* TASK GOAL *
How many lines of the records below contain the word "hind"? Give only the number.

* RECORDS PROVIDED *

________

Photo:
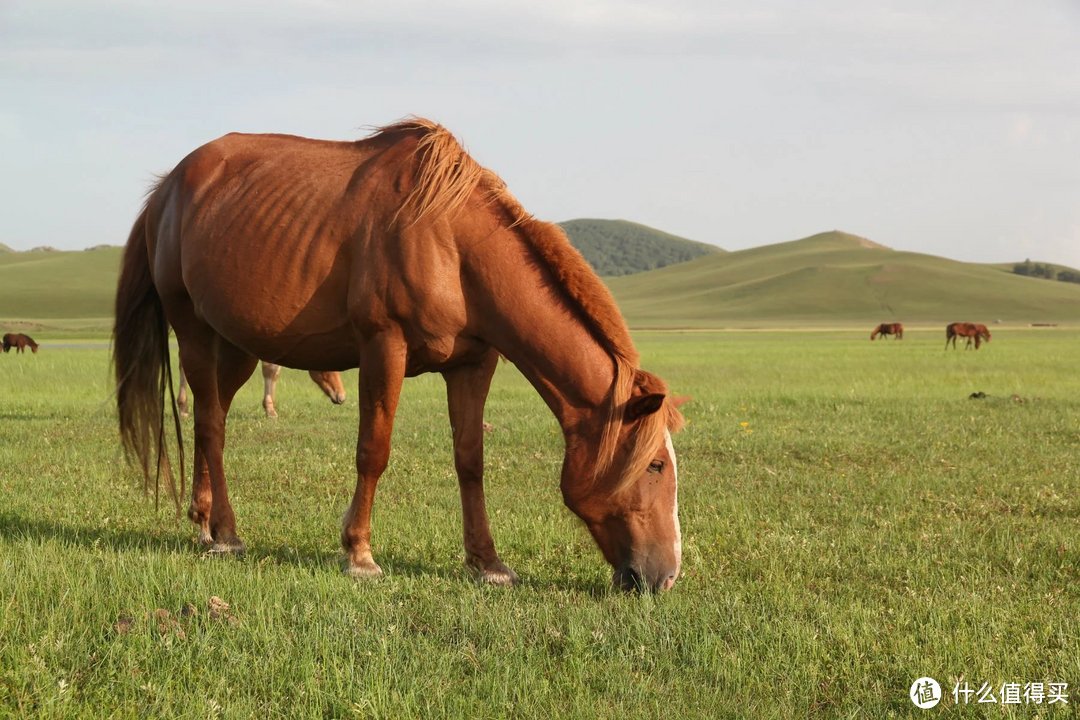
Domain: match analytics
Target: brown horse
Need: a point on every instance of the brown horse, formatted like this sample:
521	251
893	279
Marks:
19	342
328	382
399	255
970	331
895	329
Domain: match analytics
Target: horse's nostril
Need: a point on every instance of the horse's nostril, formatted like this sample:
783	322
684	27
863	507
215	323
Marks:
629	579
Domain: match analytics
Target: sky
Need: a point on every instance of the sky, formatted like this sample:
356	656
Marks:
941	126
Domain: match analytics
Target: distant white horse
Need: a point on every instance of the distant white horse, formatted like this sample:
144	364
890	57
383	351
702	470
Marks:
329	382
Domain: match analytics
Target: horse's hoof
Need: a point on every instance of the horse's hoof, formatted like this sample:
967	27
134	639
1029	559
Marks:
227	547
364	570
497	574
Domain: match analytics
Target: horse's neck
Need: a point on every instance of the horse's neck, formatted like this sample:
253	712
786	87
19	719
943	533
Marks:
534	326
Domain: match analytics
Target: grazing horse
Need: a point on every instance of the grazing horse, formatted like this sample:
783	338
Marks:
895	329
328	382
400	255
969	331
19	342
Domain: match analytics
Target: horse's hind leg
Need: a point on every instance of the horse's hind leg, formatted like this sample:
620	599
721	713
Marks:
216	370
467	389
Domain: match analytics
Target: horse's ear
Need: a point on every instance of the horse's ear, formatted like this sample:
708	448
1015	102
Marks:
643	405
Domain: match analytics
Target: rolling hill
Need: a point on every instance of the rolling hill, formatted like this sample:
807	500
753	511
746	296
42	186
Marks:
832	277
39	284
619	247
835	276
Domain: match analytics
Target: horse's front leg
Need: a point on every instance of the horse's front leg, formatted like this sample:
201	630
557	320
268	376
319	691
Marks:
467	389
270	375
214	377
381	372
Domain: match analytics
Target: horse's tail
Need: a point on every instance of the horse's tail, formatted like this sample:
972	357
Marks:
140	358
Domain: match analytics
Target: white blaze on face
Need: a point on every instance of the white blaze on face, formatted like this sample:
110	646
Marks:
678	531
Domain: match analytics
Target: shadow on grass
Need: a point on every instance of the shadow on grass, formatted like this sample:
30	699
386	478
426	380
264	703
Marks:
167	541
171	541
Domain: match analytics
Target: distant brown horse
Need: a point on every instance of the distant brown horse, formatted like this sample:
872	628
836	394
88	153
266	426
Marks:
970	331
894	329
401	255
328	382
19	342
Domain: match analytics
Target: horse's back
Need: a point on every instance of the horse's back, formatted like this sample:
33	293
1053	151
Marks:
287	245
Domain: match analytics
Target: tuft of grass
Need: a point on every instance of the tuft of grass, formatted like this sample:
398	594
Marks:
851	521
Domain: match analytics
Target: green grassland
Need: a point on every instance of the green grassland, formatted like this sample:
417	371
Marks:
54	284
851	521
823	281
620	247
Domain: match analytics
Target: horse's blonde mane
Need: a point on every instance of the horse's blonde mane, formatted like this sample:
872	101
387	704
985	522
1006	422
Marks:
446	176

________

* RESPONSE *
2